Task details
Output every line below without omitting or altering anything.

[Records from a data collection]
★ ★ ★ ★
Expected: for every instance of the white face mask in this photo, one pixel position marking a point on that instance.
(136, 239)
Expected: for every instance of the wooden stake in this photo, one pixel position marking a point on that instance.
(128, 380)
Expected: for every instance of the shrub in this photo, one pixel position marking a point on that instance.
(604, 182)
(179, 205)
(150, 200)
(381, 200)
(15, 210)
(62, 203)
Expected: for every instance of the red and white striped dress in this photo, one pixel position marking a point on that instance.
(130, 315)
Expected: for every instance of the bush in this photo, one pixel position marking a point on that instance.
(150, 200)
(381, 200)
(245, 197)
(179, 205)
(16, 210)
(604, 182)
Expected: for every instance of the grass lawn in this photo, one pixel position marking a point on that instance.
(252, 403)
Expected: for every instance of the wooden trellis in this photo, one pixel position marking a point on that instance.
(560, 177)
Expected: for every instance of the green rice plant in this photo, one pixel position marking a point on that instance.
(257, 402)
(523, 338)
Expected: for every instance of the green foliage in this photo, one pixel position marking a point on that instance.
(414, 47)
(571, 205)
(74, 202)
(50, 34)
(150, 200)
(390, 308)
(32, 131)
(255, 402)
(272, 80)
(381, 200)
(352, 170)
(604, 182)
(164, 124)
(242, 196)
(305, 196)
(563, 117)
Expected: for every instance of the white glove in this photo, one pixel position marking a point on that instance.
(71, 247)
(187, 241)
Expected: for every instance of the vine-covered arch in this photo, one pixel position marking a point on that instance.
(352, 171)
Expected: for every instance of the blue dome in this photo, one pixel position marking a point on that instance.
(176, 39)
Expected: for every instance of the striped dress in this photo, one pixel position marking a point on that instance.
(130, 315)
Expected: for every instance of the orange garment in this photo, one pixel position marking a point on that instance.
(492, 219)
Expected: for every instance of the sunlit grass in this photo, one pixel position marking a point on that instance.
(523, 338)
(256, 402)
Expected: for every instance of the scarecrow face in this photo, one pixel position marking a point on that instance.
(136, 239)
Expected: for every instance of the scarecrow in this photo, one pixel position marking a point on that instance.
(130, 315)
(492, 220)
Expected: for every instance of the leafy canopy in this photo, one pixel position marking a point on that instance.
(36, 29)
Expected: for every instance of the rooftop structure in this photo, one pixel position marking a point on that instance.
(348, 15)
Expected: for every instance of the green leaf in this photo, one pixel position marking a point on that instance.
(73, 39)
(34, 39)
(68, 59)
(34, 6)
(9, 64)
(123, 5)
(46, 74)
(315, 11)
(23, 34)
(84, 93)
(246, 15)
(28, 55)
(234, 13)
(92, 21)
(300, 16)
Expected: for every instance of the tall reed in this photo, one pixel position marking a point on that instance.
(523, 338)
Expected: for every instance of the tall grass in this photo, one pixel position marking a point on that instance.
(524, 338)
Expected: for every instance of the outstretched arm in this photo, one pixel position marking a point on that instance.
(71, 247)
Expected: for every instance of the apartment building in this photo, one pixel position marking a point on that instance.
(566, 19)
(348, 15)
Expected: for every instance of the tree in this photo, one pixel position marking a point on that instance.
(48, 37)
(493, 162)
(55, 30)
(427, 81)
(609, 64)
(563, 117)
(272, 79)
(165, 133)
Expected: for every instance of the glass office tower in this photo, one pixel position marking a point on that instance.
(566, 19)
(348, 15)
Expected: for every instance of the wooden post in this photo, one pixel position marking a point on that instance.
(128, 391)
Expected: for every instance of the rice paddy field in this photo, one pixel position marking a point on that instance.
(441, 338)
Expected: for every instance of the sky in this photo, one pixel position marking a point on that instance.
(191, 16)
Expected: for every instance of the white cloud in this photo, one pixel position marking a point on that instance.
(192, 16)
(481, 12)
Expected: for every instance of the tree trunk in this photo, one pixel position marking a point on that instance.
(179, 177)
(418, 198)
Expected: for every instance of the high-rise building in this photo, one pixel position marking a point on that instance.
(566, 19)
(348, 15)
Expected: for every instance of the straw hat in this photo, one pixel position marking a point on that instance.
★ ★ ★ ★
Reply
Expected: for every instance of the white face mask in this photo, one pixel position marking a point on that instance.
(136, 239)
Expected: for every instance of the wooden stake in this photo, one pixel position marking a point on that instance.
(128, 380)
Expected: for every instance of the shrub in this photo, one pixel position marking a point on that instance.
(604, 182)
(179, 205)
(150, 200)
(381, 200)
(15, 210)
(62, 203)
Expected: for every instance of the red and white striped dress in this photo, one pixel position marking a point on that instance.
(130, 315)
Expected: for every instance of the bush in this photo, one pixel position marking a point on that instance.
(150, 200)
(381, 200)
(245, 197)
(179, 205)
(16, 210)
(604, 182)
Expected: for every instance of the grass lawn in this photo, one pixel position marking a point on that instance.
(252, 403)
Expected: for every instance of the wooden trellis in this photo, one pixel position marking a point on that instance.
(560, 177)
Expected: for every instance of the green rice plant in this photo, one pixel position marking a point on that instance.
(257, 402)
(523, 338)
Expected: for every instance of the green foliage in this photo, one pixel position marking a point on that instance.
(414, 47)
(571, 205)
(74, 202)
(50, 34)
(150, 200)
(390, 308)
(32, 131)
(255, 402)
(272, 80)
(381, 200)
(352, 170)
(604, 182)
(164, 124)
(242, 196)
(305, 196)
(563, 117)
Expected: for every instance of the white glove in this photo, one pixel position marking a point on that instance.
(71, 247)
(187, 241)
Expected: for every instance of the vine-covered arch in this photo, one pixel position marking a point on that instance.
(352, 171)
Expected: for every instance of the blue dome in this photo, one pixel position marking a point on that instance.
(176, 39)
Expected: for every instance of the striped dress in this photo, one pixel position marking a point on that instance.
(130, 315)
Expected: for every instance of the orange garment in this photo, one pixel position marking a point on that instance.
(492, 219)
Expected: for every instance of the sunlit grass in this photo, one pixel position marking a point on that instance.
(523, 338)
(256, 402)
Expected: for every instance of the scarecrow face in this photo, one pixel position marking a point on that instance.
(136, 239)
Expected: for every instance of the scarecrow in this photo, one pixel position marking a point on that instance.
(130, 315)
(492, 220)
Expected: for every instance of the leafy canopy in this photo, one pixel position marking a point on that instance.
(36, 29)
Expected: for every instance of the rooftop structure in this photo, one pixel position marking a point on that instance.
(348, 15)
Expected: for every instance of the green leaf in this photo, one pixel position marking a point on that instance.
(73, 39)
(34, 39)
(68, 59)
(34, 6)
(9, 64)
(123, 5)
(46, 74)
(315, 11)
(23, 34)
(84, 93)
(246, 15)
(28, 55)
(234, 13)
(92, 21)
(300, 16)
Expected: for every instance of the tall reed in this photo, one pixel position marking a point on that instance.
(523, 338)
Expected: for every instance of the tall grass in this photo, one pixel position marking a point on that instance.
(524, 338)
Expected: for every instance of the outstretched arm in this photo, one pixel position marking a point on that instance.
(71, 247)
Expected: for every instance of the apartment building in this photo, one pixel position marking a point on that instance.
(566, 19)
(348, 15)
Expected: for every instance of the tree in this photo, one pixel position marking a point on that instance.
(48, 37)
(493, 162)
(55, 30)
(427, 81)
(609, 64)
(563, 117)
(272, 79)
(165, 133)
Expected: for every instance of the glass office tower in this photo, one pixel position marking a point on that instance.
(566, 19)
(348, 15)
Expected: for every instance of the wooden post in this photo, one pixel position marking a point on that instance.
(128, 391)
Expected: for every instance of the rice paddy field in this photo, one pixel position marking a point on that instance.
(441, 338)
Expected: for every instance of the sky in this photo, one pixel position marking a point on that instance.
(191, 16)
Expected: for every instance of the white cloud in this photo, one pixel position marking a point on that instance.
(192, 16)
(481, 12)
Expected: for every instance of the tree trunk in this photo, one pixel position marking a point on that instance.
(179, 177)
(418, 198)
Expected: for every instance of the high-rise building in this photo, one pixel position marking a point on that instance.
(566, 19)
(348, 15)
Expected: for every instance of the straw hat in this photo, one pixel position marking a point on that instance.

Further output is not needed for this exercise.